DATA SHOWN:

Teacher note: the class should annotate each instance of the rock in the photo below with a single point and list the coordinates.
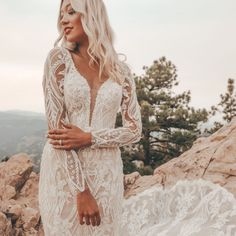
(211, 158)
(5, 226)
(30, 217)
(13, 174)
(19, 213)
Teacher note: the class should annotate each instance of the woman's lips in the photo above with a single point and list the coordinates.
(67, 30)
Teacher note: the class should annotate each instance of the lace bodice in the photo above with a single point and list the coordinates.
(69, 98)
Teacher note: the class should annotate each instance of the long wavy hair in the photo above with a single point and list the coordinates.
(96, 25)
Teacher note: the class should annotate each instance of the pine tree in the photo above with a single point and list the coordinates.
(170, 125)
(226, 106)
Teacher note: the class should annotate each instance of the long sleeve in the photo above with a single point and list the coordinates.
(53, 78)
(131, 129)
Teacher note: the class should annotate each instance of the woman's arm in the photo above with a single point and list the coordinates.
(131, 130)
(53, 78)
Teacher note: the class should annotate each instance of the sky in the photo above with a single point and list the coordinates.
(197, 36)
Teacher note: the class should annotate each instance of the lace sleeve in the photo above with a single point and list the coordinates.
(53, 78)
(131, 129)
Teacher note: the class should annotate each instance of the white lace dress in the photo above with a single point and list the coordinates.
(197, 208)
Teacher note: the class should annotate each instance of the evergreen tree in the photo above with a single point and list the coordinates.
(170, 125)
(227, 105)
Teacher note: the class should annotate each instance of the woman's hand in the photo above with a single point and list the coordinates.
(72, 137)
(87, 208)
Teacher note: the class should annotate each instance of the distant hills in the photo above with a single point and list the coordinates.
(22, 131)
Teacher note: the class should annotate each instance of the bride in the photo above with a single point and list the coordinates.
(81, 173)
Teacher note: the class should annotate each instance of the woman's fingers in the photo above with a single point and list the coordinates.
(98, 219)
(81, 216)
(93, 220)
(87, 219)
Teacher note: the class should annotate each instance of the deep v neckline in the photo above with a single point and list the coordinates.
(91, 99)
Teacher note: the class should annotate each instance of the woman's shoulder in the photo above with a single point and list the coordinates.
(56, 53)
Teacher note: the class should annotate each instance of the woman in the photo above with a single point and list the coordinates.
(81, 174)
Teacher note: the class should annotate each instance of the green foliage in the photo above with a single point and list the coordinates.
(170, 125)
(227, 105)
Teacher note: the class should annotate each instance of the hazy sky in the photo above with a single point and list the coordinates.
(199, 37)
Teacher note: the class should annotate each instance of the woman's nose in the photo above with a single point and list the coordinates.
(63, 20)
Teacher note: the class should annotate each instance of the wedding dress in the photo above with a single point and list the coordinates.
(194, 208)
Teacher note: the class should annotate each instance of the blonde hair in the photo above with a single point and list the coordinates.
(96, 25)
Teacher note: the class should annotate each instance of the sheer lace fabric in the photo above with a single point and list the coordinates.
(68, 98)
(190, 208)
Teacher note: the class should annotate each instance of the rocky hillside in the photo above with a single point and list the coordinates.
(212, 158)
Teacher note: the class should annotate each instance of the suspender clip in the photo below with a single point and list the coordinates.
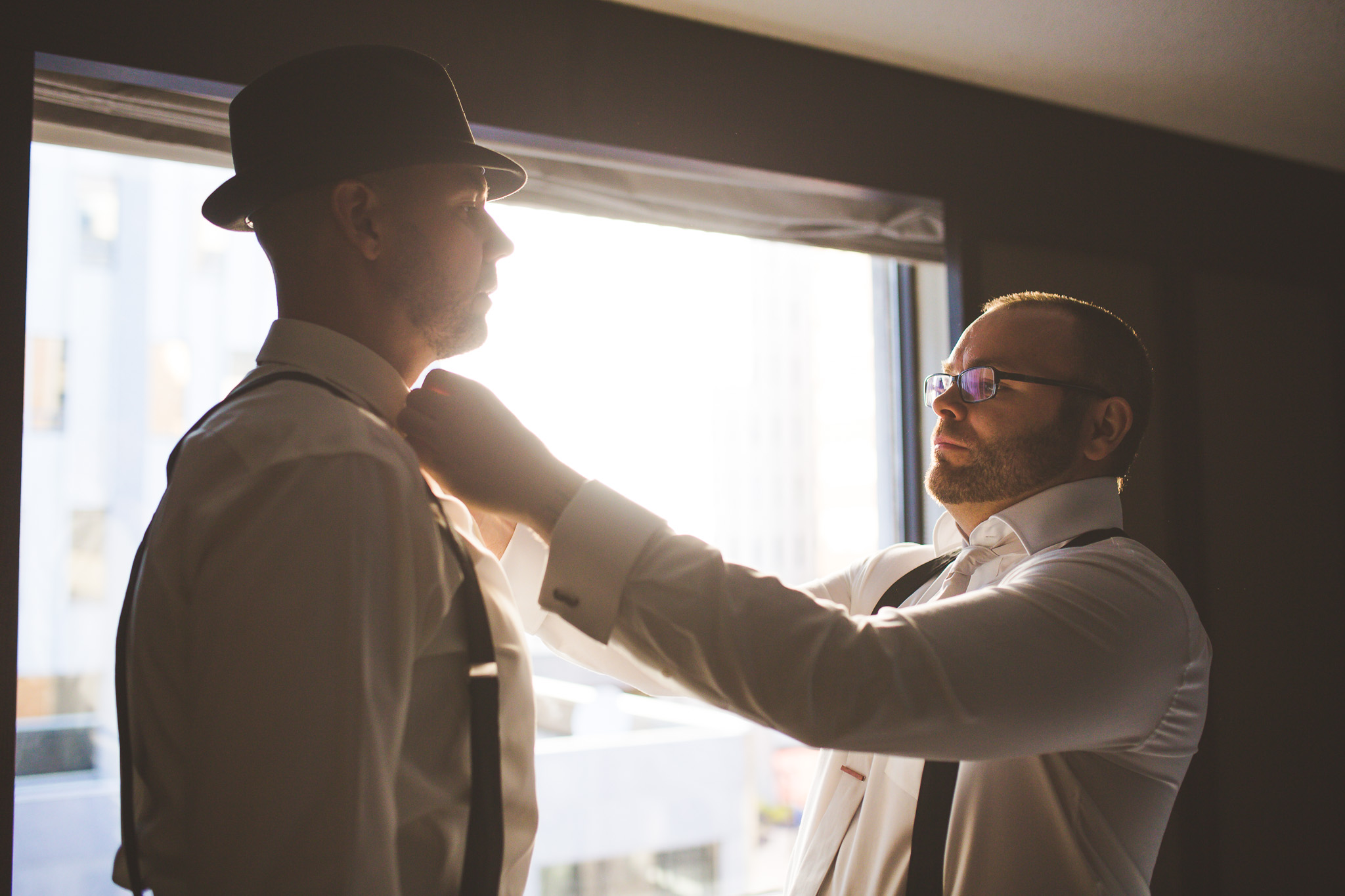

WHAT YOU NEED TO DO:
How many lines in the records above contain the string "tree"? Case counts. Reply with the number only.

SOLUTION FOR THIS TASK:
2